*Exercise task*. Print the entries below verbatim, starting with the first line and ending with the line that contains "pixel 67 211".

*Given entries*.

· · · ·

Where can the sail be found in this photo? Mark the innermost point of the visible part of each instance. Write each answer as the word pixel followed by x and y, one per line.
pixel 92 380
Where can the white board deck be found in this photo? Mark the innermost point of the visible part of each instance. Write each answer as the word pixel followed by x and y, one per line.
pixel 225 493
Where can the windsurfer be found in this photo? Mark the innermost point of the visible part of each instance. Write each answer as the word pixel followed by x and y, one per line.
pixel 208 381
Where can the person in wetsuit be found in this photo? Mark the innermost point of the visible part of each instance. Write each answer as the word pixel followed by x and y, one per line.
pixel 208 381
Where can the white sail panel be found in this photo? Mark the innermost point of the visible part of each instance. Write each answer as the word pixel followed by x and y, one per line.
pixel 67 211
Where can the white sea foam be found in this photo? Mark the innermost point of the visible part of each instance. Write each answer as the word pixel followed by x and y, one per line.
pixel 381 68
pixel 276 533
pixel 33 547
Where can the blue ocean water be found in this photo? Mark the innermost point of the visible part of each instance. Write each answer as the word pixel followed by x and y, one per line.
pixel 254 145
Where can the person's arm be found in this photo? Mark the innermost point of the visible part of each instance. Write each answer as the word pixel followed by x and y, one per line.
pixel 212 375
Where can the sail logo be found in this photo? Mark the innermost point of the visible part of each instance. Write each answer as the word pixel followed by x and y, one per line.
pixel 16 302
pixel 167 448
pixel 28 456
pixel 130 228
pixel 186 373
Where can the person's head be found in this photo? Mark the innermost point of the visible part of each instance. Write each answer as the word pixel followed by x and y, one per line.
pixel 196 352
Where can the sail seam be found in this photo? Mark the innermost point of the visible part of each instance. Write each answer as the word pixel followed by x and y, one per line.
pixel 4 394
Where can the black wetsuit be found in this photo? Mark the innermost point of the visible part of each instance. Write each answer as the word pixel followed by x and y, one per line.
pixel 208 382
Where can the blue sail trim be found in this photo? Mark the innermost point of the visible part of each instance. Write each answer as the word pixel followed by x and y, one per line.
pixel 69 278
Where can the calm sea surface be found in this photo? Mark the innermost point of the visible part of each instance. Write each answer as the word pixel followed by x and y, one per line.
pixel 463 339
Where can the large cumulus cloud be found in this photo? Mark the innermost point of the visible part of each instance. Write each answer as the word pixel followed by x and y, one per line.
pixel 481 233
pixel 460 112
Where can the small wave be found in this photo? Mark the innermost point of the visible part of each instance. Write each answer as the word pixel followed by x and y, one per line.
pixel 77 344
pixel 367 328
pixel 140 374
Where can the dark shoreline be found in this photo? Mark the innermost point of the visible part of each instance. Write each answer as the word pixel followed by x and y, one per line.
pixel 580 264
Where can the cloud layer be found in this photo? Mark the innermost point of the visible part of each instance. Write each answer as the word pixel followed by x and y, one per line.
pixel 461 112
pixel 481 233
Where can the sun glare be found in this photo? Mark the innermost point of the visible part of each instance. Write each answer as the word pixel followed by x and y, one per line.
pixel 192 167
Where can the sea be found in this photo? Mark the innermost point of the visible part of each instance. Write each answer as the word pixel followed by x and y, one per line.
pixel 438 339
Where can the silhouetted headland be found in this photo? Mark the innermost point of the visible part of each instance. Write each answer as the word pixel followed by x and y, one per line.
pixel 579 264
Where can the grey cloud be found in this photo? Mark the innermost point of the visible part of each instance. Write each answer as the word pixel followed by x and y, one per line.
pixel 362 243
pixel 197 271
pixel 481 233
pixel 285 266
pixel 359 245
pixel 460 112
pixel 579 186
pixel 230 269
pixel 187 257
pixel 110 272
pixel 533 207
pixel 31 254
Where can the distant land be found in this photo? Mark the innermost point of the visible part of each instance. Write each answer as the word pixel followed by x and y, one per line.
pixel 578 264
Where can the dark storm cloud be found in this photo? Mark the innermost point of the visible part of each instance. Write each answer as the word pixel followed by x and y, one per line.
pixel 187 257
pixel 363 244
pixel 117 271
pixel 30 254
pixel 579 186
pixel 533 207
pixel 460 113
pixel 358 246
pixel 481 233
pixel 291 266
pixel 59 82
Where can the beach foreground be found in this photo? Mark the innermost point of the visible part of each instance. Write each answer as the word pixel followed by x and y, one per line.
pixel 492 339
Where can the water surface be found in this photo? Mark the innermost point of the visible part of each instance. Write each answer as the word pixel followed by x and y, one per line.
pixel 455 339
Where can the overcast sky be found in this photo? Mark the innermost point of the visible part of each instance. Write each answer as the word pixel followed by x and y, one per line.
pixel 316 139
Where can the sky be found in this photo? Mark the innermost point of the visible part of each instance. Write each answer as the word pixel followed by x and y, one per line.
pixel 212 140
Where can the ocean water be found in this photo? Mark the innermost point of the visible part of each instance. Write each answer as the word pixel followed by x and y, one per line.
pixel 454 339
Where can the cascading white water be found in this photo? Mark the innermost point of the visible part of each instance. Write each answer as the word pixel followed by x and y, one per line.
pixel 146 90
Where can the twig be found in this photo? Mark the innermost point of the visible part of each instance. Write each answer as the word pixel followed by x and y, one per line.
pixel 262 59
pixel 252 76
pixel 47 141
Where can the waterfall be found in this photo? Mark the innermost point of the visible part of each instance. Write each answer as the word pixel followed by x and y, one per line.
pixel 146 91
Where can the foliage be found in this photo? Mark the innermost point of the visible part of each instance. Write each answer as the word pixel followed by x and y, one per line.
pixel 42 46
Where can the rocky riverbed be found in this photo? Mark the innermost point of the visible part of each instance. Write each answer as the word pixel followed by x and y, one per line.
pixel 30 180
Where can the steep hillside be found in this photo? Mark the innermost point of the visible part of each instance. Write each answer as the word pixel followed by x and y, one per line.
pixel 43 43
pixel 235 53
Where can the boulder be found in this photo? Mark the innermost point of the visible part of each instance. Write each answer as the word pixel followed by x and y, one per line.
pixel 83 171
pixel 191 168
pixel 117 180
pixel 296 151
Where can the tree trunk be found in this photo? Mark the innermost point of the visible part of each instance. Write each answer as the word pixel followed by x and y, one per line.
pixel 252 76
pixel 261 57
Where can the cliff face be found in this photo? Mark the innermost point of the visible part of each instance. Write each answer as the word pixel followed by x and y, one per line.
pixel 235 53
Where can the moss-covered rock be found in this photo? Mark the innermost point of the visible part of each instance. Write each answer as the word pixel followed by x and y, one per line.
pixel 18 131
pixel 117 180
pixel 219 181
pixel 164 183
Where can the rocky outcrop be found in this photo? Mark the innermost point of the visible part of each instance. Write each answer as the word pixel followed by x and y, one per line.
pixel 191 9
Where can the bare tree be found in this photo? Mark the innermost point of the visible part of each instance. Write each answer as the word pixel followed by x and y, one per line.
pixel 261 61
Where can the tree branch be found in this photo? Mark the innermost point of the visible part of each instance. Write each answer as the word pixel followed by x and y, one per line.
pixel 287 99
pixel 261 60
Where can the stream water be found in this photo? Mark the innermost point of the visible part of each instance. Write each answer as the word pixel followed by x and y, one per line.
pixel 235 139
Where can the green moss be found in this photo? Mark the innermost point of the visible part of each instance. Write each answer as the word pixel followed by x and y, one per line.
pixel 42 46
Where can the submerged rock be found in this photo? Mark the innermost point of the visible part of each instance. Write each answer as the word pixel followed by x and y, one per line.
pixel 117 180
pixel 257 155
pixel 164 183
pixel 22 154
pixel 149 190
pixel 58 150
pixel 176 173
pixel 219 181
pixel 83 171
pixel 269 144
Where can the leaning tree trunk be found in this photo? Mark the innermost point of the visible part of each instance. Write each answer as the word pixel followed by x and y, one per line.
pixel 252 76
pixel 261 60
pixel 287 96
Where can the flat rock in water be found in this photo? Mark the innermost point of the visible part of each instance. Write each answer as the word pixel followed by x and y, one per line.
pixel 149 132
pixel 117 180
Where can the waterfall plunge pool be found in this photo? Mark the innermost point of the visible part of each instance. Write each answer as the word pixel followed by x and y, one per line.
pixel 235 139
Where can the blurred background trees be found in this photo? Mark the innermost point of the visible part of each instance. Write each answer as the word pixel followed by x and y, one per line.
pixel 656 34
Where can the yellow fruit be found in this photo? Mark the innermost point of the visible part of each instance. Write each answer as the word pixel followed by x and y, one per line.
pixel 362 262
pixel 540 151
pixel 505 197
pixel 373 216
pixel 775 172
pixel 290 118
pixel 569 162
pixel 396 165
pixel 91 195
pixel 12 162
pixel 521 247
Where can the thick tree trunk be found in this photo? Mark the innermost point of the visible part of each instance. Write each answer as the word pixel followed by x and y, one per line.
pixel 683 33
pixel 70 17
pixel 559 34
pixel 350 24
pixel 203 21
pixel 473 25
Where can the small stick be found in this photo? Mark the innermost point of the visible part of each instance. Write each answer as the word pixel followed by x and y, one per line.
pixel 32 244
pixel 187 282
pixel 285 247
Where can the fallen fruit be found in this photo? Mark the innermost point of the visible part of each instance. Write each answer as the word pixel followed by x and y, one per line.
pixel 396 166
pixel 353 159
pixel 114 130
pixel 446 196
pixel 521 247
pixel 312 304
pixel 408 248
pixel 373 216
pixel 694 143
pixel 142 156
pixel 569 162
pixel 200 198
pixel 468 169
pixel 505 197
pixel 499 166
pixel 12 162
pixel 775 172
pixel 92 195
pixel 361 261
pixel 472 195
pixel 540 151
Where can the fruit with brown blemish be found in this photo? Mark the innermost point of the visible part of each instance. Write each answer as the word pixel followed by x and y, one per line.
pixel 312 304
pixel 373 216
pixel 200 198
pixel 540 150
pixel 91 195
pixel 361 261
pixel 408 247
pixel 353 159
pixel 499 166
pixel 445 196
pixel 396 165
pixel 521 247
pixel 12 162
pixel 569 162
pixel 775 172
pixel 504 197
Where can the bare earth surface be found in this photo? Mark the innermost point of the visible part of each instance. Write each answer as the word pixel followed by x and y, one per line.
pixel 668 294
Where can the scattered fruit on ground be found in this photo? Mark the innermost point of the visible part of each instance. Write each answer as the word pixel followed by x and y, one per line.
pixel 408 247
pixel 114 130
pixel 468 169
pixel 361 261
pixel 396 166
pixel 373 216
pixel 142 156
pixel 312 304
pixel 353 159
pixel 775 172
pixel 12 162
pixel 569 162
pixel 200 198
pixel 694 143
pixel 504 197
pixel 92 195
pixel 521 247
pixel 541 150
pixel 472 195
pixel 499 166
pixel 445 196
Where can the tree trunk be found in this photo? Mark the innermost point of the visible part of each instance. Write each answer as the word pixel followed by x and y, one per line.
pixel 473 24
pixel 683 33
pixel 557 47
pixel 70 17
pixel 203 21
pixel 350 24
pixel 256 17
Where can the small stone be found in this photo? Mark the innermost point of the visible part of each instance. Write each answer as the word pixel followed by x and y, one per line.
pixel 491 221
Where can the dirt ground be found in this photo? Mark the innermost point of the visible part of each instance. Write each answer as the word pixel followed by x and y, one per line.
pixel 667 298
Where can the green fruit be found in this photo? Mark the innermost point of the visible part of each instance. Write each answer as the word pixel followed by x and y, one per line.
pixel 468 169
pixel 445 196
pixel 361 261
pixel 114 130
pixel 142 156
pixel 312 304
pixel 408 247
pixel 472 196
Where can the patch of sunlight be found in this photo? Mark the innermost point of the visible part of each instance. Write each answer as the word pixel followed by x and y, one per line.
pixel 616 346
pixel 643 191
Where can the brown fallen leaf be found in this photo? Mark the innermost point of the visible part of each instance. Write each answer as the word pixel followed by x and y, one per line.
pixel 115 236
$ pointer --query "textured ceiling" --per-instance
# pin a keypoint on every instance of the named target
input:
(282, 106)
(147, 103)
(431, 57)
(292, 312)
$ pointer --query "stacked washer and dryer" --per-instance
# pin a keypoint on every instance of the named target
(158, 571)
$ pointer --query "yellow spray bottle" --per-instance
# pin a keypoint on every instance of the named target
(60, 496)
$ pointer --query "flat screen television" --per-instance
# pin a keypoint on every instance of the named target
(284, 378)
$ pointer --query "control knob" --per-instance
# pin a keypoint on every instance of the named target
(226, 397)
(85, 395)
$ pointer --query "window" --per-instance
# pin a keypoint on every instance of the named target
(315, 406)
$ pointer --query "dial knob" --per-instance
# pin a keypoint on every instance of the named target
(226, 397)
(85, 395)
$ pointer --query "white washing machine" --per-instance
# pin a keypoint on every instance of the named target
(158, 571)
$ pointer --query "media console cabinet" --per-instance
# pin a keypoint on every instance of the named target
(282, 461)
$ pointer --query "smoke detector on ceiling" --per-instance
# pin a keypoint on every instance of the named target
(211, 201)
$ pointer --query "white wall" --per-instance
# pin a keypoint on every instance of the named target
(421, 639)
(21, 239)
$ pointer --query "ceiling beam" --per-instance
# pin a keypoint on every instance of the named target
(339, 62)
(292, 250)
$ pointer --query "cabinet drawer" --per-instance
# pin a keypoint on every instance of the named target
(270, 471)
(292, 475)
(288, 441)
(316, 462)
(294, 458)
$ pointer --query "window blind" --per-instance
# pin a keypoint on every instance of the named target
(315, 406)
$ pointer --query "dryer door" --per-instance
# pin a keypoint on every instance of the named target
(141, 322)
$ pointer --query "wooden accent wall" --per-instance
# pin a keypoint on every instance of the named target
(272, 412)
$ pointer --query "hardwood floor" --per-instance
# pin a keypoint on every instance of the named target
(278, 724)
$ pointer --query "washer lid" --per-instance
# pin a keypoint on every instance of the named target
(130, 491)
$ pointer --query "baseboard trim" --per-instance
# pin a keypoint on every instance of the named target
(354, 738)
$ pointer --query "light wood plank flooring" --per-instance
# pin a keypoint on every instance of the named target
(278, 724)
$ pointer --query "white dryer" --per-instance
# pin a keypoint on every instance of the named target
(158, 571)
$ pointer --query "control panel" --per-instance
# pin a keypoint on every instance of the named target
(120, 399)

· · · ·

*Answer to this task*.
Where can the sail be found in this photo? Mark the innermost point of the visible part of each instance. Write each answer as the word pixel followed by x and y, one per line.
pixel 92 380
Where can the white board deck be found in this photo? Mark the innermost point of the visible part of each instance. Write each answer as the word pixel followed by x and y, one per line.
pixel 225 493
Where can the windsurfer be found in this photo? Mark the innermost point of the visible part of each instance. Write each answer as the word pixel followed by x and y, one per line.
pixel 208 381
Where can the person in wetsuit be found in this photo? Mark the innermost point of the visible part of each instance. Write each answer as the word pixel followed by x and y, one per line.
pixel 208 381
Where can the white sail panel be found in this photo? Mark the innermost point of the visible part of each instance. Write each answer as the word pixel followed by x and y, one per line.
pixel 67 211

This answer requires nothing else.